→ Job
Count the lines below that contain the string "bottle", and reply with that number alone.

→ Provided entries
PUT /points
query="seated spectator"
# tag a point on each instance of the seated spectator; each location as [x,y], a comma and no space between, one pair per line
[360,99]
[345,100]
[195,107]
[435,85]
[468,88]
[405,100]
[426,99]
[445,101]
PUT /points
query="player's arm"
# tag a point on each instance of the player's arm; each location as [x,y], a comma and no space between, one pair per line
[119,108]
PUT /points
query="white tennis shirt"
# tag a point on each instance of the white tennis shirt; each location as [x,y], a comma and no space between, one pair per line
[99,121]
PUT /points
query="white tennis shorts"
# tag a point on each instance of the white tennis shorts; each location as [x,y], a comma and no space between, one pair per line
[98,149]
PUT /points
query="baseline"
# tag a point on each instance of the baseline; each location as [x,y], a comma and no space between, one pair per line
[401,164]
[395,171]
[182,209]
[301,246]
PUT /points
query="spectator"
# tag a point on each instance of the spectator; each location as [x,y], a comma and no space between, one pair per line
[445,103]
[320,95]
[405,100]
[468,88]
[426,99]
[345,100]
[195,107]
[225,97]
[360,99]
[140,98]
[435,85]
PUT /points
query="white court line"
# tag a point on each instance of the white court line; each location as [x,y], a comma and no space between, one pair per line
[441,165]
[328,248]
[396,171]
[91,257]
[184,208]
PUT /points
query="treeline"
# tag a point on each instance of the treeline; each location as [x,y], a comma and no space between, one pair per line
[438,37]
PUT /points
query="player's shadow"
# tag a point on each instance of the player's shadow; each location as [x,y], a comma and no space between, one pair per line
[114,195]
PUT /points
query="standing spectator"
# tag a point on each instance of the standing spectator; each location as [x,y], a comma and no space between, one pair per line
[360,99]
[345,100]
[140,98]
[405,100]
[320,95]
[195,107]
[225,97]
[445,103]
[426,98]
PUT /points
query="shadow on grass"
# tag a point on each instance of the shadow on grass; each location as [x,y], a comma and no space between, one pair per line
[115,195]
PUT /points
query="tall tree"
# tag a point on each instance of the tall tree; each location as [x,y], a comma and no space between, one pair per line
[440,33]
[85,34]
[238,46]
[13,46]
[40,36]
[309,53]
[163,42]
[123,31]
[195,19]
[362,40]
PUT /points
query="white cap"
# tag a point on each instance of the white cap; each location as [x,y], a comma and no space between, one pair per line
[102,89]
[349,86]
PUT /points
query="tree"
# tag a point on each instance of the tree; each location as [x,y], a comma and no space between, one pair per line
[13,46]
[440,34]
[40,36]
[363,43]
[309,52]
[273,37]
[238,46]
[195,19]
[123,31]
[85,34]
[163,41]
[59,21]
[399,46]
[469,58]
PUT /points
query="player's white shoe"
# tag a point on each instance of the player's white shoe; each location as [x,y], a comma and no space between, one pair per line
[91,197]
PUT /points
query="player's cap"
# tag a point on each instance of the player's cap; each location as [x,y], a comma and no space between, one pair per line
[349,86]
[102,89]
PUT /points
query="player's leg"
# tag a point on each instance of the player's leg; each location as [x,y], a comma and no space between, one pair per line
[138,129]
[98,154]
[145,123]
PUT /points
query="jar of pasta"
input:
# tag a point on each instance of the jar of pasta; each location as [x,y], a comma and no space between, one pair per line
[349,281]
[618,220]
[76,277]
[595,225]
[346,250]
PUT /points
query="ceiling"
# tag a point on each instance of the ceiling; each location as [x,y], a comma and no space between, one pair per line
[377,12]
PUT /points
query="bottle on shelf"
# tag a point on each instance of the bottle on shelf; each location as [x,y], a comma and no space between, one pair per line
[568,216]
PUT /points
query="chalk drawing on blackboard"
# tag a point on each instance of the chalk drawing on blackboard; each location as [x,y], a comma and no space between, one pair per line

→ Task response
2